- _EXERCISE MATERIALS_:
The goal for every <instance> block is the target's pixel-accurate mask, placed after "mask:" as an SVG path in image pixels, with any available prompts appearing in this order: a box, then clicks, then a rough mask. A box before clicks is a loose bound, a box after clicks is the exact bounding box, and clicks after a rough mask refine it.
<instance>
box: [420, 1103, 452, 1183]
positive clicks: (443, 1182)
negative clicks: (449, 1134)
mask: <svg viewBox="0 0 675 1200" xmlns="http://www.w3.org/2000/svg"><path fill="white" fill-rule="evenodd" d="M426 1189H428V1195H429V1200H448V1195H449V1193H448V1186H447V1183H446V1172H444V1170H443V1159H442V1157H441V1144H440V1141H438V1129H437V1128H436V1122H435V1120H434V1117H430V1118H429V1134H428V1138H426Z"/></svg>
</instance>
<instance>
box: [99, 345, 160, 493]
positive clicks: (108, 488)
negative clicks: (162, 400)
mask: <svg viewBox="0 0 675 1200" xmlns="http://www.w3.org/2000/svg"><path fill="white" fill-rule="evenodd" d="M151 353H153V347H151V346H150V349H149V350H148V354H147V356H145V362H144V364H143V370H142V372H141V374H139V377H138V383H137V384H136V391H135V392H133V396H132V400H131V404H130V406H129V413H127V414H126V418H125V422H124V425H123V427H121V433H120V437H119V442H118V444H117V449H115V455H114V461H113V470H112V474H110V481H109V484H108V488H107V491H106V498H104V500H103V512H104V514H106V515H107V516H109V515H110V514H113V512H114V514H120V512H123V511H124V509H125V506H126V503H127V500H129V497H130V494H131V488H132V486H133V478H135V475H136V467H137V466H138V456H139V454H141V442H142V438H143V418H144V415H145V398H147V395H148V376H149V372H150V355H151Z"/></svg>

- _TASK DETAILS_: Copy out the material word for word, starting at the beginning of the records and ending at the line that contains "negative clicks: (449, 1134)", with both ends included.

- _EXERCISE ANSWER_:
The goal for every <instance> block is the target's pixel-accurate mask, placed after "mask:" as an SVG path in image pixels, with any available prompts appearing in this order: a box, then clicks, then a rough mask. A box before clicks is a loose bound, a box after clicks is the exact bounding box, and clicks after a rough mask refine it.
<instance>
box: [420, 1103, 452, 1183]
positive clicks: (443, 1182)
negative clicks: (449, 1134)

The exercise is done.